## DOCUMENT TEXT
◇ ◇ ◇ ◇

Comment by: Vb on 3rd January 2016 at 13:37

Before Rev gets back and corrects me it is the other crater I mean the S panbroekmolen was filled with water and is known as the Pool of Peace I think -I will have to look up the other one. My memory is like cotton wool, I shall never get over that visit. It gave me the opportunity to find my gt Uncle's grave at Dickebusch

Comment by: Eddie. on 3rd January 2016 at 16:54

Wipers, Plugstreet, Dickybush, Eat Apples. These were just a few of the many Belgian and French town names appropriated by the Tommies, and changed ever so slightly in order to make them more phonetically acceptable. If I'd have been around Passchendaele at the time time, I would have probably renamed the Belgian town of Bellewaerde, close to where the Hooge crater is situated, Belly Warch. Now if that isn't a candidate for the ' Webster's revised dictionary of Wigan Words ' then I really don't know what is.

◇ ◇ ◇ ◇

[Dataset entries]
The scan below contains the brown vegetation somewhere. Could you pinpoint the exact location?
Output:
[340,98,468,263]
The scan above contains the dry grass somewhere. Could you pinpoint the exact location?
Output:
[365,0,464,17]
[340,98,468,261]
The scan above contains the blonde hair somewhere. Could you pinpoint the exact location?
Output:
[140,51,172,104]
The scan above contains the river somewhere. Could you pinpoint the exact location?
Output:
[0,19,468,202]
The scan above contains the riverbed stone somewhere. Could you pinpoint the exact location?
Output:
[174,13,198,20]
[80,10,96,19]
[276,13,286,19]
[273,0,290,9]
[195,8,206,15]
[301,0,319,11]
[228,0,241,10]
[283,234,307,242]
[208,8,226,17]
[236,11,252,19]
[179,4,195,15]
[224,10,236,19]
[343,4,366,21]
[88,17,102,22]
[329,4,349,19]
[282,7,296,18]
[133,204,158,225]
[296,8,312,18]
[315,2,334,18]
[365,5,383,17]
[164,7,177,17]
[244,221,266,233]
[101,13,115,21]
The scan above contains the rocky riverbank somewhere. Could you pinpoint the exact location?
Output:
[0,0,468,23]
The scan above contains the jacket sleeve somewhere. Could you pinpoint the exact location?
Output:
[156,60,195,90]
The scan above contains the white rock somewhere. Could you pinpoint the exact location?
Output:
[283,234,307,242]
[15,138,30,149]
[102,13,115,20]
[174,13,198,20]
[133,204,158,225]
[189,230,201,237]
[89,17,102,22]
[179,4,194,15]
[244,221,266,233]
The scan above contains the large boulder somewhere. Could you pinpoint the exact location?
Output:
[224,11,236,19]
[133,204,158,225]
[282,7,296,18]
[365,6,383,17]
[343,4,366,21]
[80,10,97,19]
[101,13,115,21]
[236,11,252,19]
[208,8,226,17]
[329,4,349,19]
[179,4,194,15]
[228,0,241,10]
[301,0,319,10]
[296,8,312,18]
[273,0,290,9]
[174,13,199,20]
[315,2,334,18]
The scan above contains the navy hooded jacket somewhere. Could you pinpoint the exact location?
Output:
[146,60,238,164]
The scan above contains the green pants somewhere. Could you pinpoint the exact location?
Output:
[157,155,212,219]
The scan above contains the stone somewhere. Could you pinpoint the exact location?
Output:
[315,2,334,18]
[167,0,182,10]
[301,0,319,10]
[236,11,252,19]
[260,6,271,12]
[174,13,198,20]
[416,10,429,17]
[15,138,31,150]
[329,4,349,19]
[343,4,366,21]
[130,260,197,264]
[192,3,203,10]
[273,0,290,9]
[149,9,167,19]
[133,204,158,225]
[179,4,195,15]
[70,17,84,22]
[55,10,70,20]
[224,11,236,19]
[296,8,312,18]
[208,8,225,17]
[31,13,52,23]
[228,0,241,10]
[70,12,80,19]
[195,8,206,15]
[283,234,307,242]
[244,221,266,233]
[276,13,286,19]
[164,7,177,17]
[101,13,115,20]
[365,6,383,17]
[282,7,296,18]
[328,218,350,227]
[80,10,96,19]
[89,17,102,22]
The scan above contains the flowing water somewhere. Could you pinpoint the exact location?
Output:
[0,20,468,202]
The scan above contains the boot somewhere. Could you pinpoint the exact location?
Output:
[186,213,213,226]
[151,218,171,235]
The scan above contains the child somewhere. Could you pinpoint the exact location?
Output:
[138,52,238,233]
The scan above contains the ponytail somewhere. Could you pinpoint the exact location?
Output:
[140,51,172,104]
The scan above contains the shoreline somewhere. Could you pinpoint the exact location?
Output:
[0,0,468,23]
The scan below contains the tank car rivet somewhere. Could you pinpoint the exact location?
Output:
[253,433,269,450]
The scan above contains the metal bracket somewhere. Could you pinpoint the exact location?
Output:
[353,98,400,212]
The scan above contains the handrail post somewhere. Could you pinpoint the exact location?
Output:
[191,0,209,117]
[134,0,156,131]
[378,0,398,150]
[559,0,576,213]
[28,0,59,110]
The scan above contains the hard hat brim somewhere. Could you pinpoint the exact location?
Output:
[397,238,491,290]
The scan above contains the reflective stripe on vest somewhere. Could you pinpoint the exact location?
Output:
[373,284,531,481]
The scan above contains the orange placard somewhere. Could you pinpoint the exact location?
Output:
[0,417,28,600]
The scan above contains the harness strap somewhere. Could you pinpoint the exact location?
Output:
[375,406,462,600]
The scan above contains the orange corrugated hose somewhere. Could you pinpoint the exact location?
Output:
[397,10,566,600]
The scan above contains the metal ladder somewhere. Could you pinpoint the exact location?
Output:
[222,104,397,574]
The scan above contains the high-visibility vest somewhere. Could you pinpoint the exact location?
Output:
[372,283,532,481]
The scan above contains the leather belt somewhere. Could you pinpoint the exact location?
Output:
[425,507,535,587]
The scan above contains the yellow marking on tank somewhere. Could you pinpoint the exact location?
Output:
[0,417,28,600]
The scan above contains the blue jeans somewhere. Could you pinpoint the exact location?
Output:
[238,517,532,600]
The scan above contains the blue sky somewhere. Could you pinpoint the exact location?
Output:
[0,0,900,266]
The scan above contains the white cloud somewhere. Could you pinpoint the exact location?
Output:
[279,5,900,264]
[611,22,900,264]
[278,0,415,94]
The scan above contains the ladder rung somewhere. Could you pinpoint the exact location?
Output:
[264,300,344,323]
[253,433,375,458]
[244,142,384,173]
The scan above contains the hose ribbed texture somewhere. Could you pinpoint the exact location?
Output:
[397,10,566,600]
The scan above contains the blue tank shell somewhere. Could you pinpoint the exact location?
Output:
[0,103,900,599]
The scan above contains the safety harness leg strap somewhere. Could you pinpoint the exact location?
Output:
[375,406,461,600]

◇ ◇ ◇ ◇

## PROMPT 1
Edit the comment thread starting with "Before Rev gets" and going on through "know what is.", replacing "Tommies" with "British soldiers".
## PROMPT 2
Convert the entries starting with the line with "The scan above contains the white rock" and going on through the line with "[157,155,212,219]" into a Markdown table with columns Row and Line. Give only those lines and omit blank ones.

## REPLY 1
Before Rev gets back and corrects me it is the other crater I mean the S panbroekmolen was filled with water and is known as the Pool of Peace I think -I will have to look up the other one. My memory is like cotton wool, I shall never get over that visit. It gave me the opportunity to find my gt Uncle's grave at Dickebusch

Comment by: Eddie. on 3rd January 2016 at 16:54

Wipers, Plugstreet, Dickybush, Eat Apples. These were just a few of the many Belgian and French town names appropriated by the British soldiers, and changed ever so slightly in order to make them more phonetically acceptable. If I'd have been around Passchendaele at the time time, I would have probably renamed the Belgian town of Bellewaerde, close to where the Hooge crater is situated, Belly Warch. Now if that isn't a candidate for the ' Webster's revised dictionary of Wigan Words ' then I really don't know what is.

## REPLY 2
| Row | Line |
|---|---|
| 1 | The scan above contains the white rock somewhere. Could you pinpoint the exact location? |
| 2 | Output: |
| 3 | [283,234,307,242] |
| 4 | [15,138,30,149] |
| 5 | [102,13,115,20] |
| 6 | [174,13,198,20] |
| 7 | [133,204,158,225] |
| 8 | [189,230,201,237] |
| 9 | [89,17,102,22] |
| 10 | [179,4,194,15] |
| 11 | [244,221,266,233] |
| 12 | The scan above contains the large boulder somewhere. Could you pinpoint the exact location? |
| 13 | Output: |
| 14 | [224,11,236,19] |
| 15 | [133,204,158,225] |
| 16 | [282,7,296,18] |
| 17 | [365,6,383,17] |
| 18 | [343,4,366,21] |
| 19 | [80,10,97,19] |
| 20 | [101,13,115,21] |
| 21 | [236,11,252,19] |
| 22 | [208,8,226,17] |
| 23 | [329,4,349,19] |
| 24 | [179,4,194,15] |
| 25 | [228,0,241,10] |
| 26 | [301,0,319,10] |
| 27 | [296,8,312,18] |
| 28 | [273,0,290,9] |
| 29 | [174,13,199,20] |
| 30 | [315,2,334,18] |
| 31 | The scan above contains the navy hooded jacket somewhere. Could you pinpoint the exact location? |
| 32 | Output: |
| 33 | [146,60,238,164] |
| 34 | The scan above contains the green pants somewhere. Could you pinpoint the exact location? |
| 35 | Output: |
| 36 | [157,155,212,219] |